__The request__. Lay out the lines as a numbered list, starting at the line containing "(format x=223, y=81)" and ending at the line containing "x=410, y=60", with both of those lines included. Leave out any blank lines.
╭─ Excerpted data
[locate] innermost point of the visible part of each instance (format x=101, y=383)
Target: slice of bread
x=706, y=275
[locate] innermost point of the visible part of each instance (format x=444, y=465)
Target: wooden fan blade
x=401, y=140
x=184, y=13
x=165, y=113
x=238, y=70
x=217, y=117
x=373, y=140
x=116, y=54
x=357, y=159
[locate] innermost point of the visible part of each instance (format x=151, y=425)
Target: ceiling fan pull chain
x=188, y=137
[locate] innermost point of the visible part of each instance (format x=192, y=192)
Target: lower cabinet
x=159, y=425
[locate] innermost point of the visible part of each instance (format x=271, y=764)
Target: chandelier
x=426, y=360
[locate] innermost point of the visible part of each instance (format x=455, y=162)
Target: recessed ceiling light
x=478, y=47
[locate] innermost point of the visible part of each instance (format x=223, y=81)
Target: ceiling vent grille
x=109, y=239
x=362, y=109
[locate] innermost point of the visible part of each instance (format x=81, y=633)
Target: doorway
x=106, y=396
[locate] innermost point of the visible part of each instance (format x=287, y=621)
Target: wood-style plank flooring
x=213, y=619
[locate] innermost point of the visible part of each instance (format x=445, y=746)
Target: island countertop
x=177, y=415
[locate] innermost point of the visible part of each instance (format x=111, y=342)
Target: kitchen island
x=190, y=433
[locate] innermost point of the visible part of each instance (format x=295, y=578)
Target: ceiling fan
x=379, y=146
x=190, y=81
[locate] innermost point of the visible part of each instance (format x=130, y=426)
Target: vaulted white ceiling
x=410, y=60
╰─
╭─ Excerpted data
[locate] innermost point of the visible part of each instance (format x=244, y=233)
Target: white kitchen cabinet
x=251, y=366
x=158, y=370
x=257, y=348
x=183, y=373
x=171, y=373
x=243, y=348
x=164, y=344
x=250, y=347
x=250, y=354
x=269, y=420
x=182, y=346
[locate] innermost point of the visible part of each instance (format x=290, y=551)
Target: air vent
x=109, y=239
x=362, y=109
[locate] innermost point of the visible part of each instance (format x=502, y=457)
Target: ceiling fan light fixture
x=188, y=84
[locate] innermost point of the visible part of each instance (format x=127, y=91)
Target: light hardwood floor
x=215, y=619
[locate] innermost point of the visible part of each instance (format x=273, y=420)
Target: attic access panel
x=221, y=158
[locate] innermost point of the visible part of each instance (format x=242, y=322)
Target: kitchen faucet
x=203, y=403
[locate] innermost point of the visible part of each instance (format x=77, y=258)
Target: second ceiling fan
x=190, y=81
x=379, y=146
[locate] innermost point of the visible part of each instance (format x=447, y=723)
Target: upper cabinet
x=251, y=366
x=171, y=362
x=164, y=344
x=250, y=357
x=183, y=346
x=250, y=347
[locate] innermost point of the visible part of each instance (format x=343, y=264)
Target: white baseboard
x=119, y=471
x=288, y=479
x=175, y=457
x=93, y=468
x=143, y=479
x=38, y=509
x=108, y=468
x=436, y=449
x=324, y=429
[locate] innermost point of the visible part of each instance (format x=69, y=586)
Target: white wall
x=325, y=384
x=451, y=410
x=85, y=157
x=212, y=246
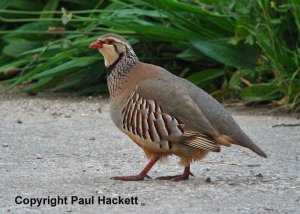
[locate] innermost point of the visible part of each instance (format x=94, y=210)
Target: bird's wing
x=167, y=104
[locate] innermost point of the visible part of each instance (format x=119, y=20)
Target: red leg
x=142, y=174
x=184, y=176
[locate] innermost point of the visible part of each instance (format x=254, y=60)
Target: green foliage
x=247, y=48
╰─
__Solution below__.
1. [locate] innermost point of the visible part of each instance (format x=223, y=81)
2. Target: ceiling vent grille
3. x=109, y=239
4. x=362, y=109
5. [locate] innermost point of the visible part of each instance (format x=81, y=633)
6. Target: doorway
7. x=106, y=396
8. [locate] innermost point of the visible part of each instance (format x=287, y=621)
9. Target: wood-style plank flooring
10. x=213, y=619
11. [locate] innermost point of the visible part of each instance (format x=445, y=746)
12. Target: island countertop
13. x=177, y=415
14. [locate] innermost point of the visible part of each instance (format x=111, y=342)
15. Target: kitchen island
16. x=190, y=433
17. [locate] innermost point of the visible part of each instance (format x=295, y=578)
18. Target: ceiling fan
19. x=379, y=146
20. x=190, y=81
21. [locate] innermost point of the visible part of each instance (format x=130, y=426)
22. Target: vaulted white ceiling
23. x=410, y=60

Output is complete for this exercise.